*Text section*
The cache control unit may check whether the content is stored in the cache when a request for File_read of the content is received, and extract the content stored in the cache and transfer the extracted content to the file system function processing unit when the content is stored in the cache.
The protocol matching unit may find the content in an information-centric network and transfer the found content to the file system function processing unit when the content is not stored in the cache.
The system may further include an authentication processing unit configured to determine whether the requested content is effective and determine address information of a node at which the requested content is positioned when the requested content is effective.
The authentication processing unit may check whether the requested content corresponds to a content distributed to the information-centric network by referring to a registry that manages the position of the content, and read, from the registry, the address information of the node at which the requested content is positioned when the requested content is the distributed content.
Another exemplary embodiment of the present invention provides an operating method of a virtual file system for interworking between a content server and an information-centric network server, the method including: receiving an authentication request of a content file through a file operation OPEN(File) from the content server; inquiring of a registry whether a requested content is an effective content issued in an information-centric network by using a content transmission identifier (ID) extracted from the authentication request of the content file, and positional information of the content; and receiving the positional information of the content from the registry when the requested content is the effective content.
The method may further include storing the positional information of the content.
Yet another exemplary embodiment of the present invention provides an operating method of a virtual file system for interworking between a content server and an information-centric network server, the method including: receiving a request of a content file through a file operation READ(File) from the content server; checking whether a requested content file is present in a cache of the virtual file system; and transmitting a response including content file information to the content server when the requested content file is present in the cache.
The method may further include configuring a packet INTEREST for acquiring the requested content file information and transmitting the packet INTEREST to the information-centric network when the requested content file is not present in the cache.
The packet INTEREST may be configured by a chunk unit which is a data piece unit operated in the information-centric network.
The packet INTEREST may be configured by using address information of a node to which a requested content is distributed, and transmission identifier information and sub identifier information of the requested content.
The transmission identifier information and the sub identifier information may be extracted from the file operation READ(File) received from the content server.
The sub identifier information may include first sub identifier information regarding bitrate information representing the quality of the content and second sub identifier information which is an identifier of the chunk unit.
The second sub identifier information may be extracted in accordance with sub_id_—2=floor(x/M) to floor((x+sz)/M), and sub_id_—2 may represent the second sub identifier information, x may represent offset information of a content file, sz may represent the size of a content file to be read, and M may represent a chunk size of the information-centric network.
According to the exemplary embodiments of the present invention, various users' content service protocols may be used and a content network may be interworked through the same interface while being shared by multiple service providers. Accordingly, even when a new content service protocol or a new service provider shares the content network, separate protocol conversion is not required, thereby providing high extensibility.

*Work to be completed*
Copy word for word the part of the virtual file system text starting at "The sub identifier information may include" and ending at "the chunk unit.".

*Given entries*
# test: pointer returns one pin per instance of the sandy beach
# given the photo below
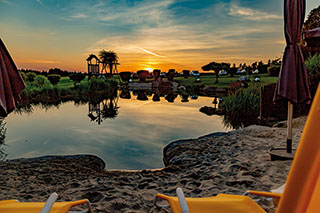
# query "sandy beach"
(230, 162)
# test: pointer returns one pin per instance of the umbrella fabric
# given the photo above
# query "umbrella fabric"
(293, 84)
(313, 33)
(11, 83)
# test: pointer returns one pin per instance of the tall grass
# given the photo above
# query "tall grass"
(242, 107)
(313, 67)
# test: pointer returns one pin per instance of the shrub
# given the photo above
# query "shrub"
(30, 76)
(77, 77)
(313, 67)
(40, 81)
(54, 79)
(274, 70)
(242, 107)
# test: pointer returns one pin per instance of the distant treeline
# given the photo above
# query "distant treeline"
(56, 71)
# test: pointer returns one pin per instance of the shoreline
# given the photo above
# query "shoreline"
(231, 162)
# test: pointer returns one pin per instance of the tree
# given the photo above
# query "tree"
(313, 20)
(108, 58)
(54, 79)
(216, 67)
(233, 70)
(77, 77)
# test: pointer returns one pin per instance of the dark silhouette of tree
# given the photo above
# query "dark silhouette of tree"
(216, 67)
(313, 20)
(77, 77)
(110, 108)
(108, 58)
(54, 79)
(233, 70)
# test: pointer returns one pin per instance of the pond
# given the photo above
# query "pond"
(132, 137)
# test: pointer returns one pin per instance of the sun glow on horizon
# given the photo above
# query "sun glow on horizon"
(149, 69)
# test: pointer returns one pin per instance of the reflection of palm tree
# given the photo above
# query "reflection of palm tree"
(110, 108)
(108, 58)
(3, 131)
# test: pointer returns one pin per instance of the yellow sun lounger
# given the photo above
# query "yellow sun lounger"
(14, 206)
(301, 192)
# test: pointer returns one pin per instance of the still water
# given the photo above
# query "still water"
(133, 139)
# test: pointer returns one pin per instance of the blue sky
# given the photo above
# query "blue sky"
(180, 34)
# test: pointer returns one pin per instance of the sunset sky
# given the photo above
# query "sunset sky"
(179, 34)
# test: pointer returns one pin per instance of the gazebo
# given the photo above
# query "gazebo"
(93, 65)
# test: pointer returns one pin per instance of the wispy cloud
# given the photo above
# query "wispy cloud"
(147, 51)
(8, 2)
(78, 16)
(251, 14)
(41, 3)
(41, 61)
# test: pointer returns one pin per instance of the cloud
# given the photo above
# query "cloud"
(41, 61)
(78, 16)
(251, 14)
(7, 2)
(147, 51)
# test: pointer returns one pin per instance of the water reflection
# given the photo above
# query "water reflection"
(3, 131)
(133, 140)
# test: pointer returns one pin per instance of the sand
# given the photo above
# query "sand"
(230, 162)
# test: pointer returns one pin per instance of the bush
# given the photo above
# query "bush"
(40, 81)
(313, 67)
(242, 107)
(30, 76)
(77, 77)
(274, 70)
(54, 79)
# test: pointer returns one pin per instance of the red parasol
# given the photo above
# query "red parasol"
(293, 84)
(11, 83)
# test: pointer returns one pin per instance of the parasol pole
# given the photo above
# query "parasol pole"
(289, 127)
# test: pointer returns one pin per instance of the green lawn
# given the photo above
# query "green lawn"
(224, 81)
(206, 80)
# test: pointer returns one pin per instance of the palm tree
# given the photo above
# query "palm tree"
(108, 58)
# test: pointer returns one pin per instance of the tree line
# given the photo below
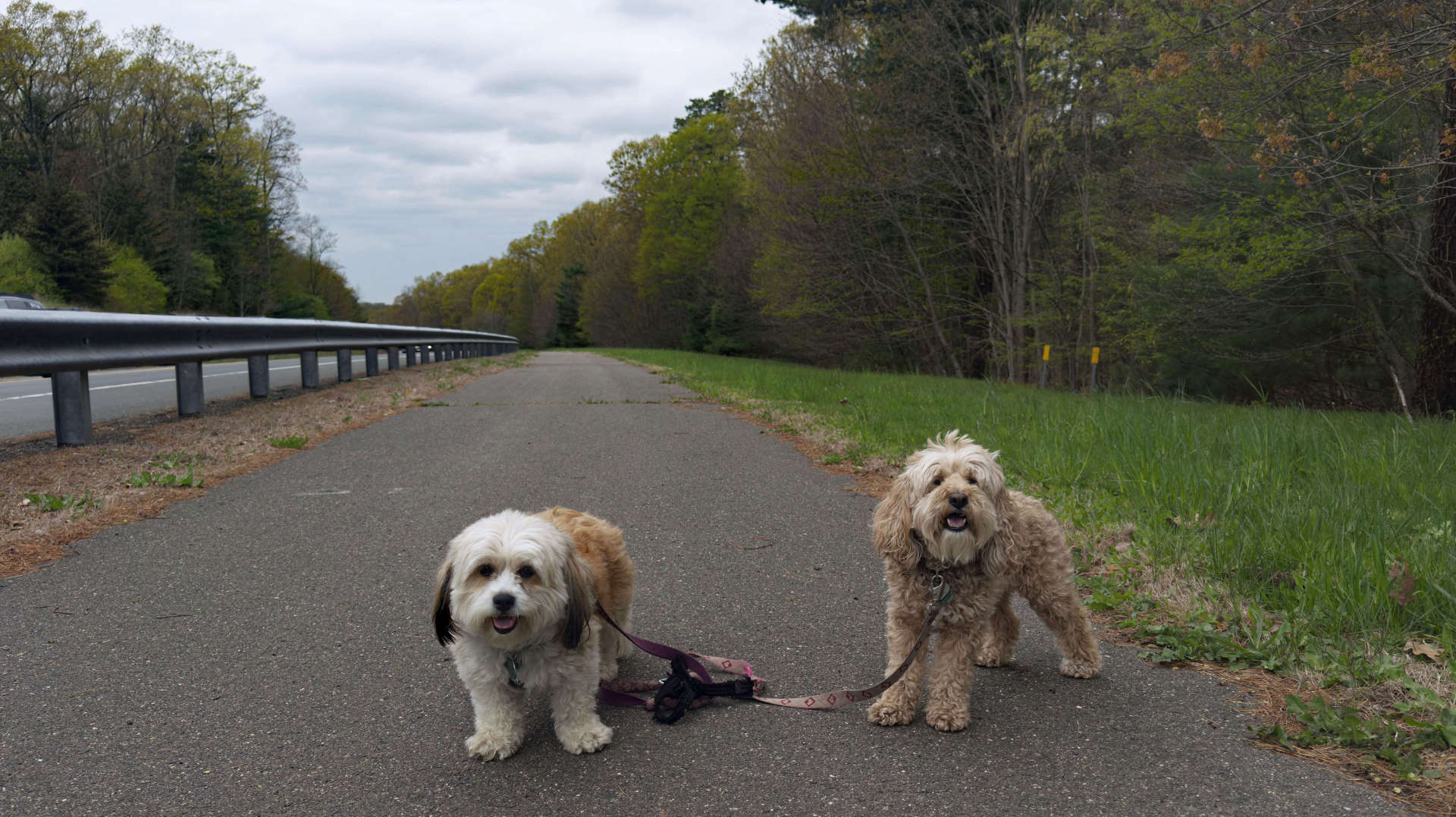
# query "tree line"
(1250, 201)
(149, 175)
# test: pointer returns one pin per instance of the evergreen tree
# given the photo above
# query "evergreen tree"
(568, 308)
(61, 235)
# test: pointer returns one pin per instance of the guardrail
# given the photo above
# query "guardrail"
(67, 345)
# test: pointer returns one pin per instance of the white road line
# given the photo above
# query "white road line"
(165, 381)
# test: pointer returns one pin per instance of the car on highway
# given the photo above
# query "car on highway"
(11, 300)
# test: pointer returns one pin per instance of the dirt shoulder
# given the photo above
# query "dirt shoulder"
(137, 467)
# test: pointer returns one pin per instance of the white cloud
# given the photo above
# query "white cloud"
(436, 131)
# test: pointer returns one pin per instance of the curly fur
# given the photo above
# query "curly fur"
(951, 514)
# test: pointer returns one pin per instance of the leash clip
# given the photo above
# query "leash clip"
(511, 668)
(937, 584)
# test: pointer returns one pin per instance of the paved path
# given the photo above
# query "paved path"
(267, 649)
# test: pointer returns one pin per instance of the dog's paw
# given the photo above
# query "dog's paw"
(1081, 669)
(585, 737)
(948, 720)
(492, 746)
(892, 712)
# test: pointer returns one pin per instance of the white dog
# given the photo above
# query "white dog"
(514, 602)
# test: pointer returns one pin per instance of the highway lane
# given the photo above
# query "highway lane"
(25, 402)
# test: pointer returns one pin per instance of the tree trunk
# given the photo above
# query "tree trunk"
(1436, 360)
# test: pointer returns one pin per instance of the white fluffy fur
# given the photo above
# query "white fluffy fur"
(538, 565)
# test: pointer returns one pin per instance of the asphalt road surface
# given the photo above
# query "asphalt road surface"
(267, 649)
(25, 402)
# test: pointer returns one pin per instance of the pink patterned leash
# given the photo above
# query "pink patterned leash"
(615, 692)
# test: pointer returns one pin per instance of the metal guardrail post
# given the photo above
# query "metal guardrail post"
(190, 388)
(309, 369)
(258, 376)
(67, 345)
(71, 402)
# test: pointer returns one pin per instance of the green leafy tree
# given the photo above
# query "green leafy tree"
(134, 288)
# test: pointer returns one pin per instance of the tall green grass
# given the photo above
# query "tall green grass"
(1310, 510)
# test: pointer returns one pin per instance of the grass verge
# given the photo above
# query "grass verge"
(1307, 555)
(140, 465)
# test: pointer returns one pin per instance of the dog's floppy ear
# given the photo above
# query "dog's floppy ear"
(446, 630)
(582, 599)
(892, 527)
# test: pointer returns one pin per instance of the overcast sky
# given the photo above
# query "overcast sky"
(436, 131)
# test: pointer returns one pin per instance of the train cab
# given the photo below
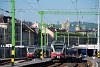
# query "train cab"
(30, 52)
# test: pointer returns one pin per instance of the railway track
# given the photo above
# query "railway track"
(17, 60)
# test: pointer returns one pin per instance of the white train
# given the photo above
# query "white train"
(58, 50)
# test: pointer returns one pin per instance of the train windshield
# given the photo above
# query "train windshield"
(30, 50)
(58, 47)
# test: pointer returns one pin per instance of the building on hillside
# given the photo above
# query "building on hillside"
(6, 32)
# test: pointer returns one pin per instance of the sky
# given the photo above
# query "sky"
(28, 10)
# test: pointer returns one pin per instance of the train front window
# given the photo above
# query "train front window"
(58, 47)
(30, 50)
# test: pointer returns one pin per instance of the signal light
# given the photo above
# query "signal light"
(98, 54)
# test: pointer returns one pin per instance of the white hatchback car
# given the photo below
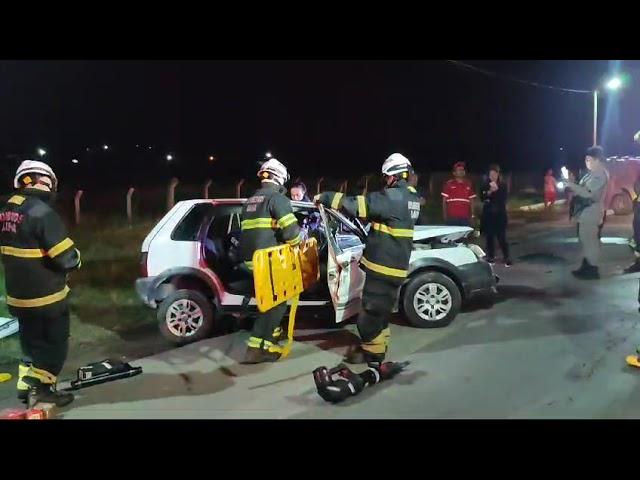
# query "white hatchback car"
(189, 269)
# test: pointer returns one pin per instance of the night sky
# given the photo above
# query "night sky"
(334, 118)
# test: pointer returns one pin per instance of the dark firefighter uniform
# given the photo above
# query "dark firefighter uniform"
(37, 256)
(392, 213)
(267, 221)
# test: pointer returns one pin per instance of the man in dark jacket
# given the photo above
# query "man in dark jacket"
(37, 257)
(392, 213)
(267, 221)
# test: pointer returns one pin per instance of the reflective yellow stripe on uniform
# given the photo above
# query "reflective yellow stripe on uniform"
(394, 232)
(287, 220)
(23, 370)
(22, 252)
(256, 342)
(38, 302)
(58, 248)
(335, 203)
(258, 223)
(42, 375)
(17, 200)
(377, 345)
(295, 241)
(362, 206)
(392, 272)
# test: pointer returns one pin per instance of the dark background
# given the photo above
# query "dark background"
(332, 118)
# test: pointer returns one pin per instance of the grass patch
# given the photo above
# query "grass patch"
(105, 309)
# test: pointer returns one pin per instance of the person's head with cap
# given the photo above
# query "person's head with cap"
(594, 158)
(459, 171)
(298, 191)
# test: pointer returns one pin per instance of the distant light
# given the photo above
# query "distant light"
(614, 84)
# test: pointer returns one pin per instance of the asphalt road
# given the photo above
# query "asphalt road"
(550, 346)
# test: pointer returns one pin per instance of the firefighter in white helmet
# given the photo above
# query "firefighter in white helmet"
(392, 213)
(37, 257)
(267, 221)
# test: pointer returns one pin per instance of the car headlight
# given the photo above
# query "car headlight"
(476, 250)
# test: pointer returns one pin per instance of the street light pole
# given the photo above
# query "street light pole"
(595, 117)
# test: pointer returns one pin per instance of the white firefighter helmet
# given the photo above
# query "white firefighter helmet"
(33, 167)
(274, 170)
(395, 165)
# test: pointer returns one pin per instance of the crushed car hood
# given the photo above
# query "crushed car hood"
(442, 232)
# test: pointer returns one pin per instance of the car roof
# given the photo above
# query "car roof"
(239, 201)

*Worked solution*
The sub identifier information may include first sub identifier information regarding bitrate information representing the quality of the content and second sub identifier information which is an identifier of the chunk unit.